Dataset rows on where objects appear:
▼

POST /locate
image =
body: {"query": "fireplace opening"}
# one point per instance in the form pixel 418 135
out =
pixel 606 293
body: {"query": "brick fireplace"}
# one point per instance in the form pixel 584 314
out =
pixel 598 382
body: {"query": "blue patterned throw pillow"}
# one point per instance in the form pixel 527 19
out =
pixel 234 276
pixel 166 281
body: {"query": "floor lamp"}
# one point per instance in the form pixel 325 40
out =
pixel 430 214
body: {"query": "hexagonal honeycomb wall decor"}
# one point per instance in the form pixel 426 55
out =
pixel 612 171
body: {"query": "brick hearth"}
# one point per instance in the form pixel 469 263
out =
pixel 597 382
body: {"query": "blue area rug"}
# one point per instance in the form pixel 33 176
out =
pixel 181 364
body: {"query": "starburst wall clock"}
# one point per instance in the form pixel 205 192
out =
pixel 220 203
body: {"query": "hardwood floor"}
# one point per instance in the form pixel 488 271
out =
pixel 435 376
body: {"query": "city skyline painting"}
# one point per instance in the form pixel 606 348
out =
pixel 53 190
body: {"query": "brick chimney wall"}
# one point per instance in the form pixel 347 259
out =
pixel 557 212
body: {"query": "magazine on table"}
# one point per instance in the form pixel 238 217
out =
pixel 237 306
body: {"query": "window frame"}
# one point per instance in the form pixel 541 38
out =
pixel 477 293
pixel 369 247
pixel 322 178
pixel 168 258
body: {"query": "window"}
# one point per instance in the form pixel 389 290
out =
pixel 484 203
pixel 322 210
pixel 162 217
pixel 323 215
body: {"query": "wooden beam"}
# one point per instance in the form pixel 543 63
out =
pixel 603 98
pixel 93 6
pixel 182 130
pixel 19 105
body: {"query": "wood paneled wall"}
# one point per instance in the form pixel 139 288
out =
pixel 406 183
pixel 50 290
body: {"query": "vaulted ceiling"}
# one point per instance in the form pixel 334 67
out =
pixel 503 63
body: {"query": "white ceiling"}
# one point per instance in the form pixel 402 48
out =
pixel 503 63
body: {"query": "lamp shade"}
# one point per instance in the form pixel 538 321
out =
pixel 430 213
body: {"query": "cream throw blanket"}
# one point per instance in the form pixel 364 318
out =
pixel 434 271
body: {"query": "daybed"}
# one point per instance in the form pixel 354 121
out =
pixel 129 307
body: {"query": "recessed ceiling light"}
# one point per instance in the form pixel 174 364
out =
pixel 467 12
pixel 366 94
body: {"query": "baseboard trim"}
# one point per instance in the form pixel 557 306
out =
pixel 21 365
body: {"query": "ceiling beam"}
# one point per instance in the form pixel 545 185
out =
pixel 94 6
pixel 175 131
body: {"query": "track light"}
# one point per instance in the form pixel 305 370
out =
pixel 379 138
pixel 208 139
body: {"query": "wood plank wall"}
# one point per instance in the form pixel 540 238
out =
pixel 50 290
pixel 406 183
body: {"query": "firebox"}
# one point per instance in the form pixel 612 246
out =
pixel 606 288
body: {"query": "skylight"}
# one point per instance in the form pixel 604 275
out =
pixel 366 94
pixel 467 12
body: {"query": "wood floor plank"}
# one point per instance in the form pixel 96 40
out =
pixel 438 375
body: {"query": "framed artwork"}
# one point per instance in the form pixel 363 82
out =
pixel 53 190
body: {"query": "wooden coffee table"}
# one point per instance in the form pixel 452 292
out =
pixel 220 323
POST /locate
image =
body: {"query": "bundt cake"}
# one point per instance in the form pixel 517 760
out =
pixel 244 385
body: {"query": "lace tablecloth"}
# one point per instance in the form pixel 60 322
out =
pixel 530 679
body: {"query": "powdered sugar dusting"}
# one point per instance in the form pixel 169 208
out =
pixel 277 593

▲

Work to be completed: Copy out every entry again, exactly as it was given.

Finished task:
POST /locate
image =
body: {"query": "fireplace opening"}
# one point per instance in the form pixel 418 135
out =
pixel 606 293
body: {"query": "brick fireplace"}
# one point per instance in the form pixel 584 314
out =
pixel 598 382
body: {"query": "blue patterned throw pillow"}
# one point per instance in the form pixel 527 19
out =
pixel 234 276
pixel 166 281
body: {"query": "floor lamp"}
# one point per instance in the form pixel 325 40
out =
pixel 430 214
body: {"query": "hexagonal honeycomb wall decor"}
# one point per instance in the form pixel 426 55
out =
pixel 612 171
body: {"query": "brick hearth"}
# one point per instance in the form pixel 469 263
out =
pixel 597 382
body: {"query": "blue area rug"}
# one point per instance in the form pixel 33 176
out =
pixel 181 364
body: {"query": "starburst wall clock"}
# one point per instance in the form pixel 205 192
out =
pixel 220 203
body: {"query": "hardwood floor"}
# one point per instance in the form pixel 488 271
out =
pixel 435 376
body: {"query": "city skyline painting"}
# one point per instance in the form pixel 606 348
out =
pixel 53 190
body: {"query": "brick chimney wall"}
# one point per instance in the form pixel 347 259
out =
pixel 557 212
body: {"query": "magazine on table"}
# one point per instance in the form pixel 238 217
out =
pixel 237 306
body: {"query": "window frame"}
# one point per instance in the form pixel 541 38
out =
pixel 477 293
pixel 369 247
pixel 322 178
pixel 168 258
body: {"query": "window"}
# one point per instance in the form pixel 389 290
out =
pixel 484 203
pixel 322 210
pixel 162 217
pixel 323 215
body: {"query": "wooden beam"}
# one point per instance in the form pixel 543 63
out =
pixel 603 98
pixel 93 6
pixel 182 130
pixel 19 105
body: {"query": "wood paneled wall"}
# one point per instance in the form pixel 139 288
out =
pixel 406 183
pixel 50 290
body: {"query": "vaulted ceiling"}
# one point per instance in the form pixel 334 67
out =
pixel 503 63
body: {"query": "white ceiling"}
# one point per instance in the form pixel 402 48
out =
pixel 503 63
body: {"query": "lamp shade"}
# one point per instance in the form pixel 538 321
out =
pixel 430 213
body: {"query": "cream throw blanket"}
# one point per instance in the form pixel 364 318
out =
pixel 434 271
body: {"query": "daybed"}
# one point per instance in the form pixel 354 121
out =
pixel 129 307
body: {"query": "recessed ceiling light"}
# one point per instance in the form pixel 174 364
out =
pixel 467 12
pixel 366 94
body: {"query": "baseboard trim"}
# one point per instance in the form pixel 557 306
out =
pixel 21 365
body: {"query": "ceiling beam"}
# one point per instance in the form pixel 545 185
out =
pixel 94 6
pixel 175 131
body: {"query": "track light"}
# one point per instance in the form pixel 305 370
out =
pixel 379 138
pixel 208 139
body: {"query": "wood plank wall"}
# one point per instance in the form pixel 540 238
out =
pixel 50 290
pixel 406 183
body: {"query": "firebox"}
# one point per instance in the form pixel 612 246
out =
pixel 606 288
body: {"query": "skylight"}
# one point per instance in the form pixel 604 275
out =
pixel 366 94
pixel 467 12
body: {"query": "wood floor plank"}
# one point per instance in the form pixel 96 40
out =
pixel 438 375
body: {"query": "framed artwork"}
# one point per instance in the form pixel 363 82
out =
pixel 53 190
body: {"query": "wooden coffee table"}
# one point per instance in the form pixel 452 292
out =
pixel 220 323
POST /locate
image =
body: {"query": "bundt cake"}
# one point per instance in the form pixel 517 760
out =
pixel 244 385
body: {"query": "lace tablecloth"}
# one point per instance in the form pixel 60 322
out =
pixel 530 679
body: {"query": "powdered sugar dusting"}
# one point per instance in the form pixel 169 208
out =
pixel 277 593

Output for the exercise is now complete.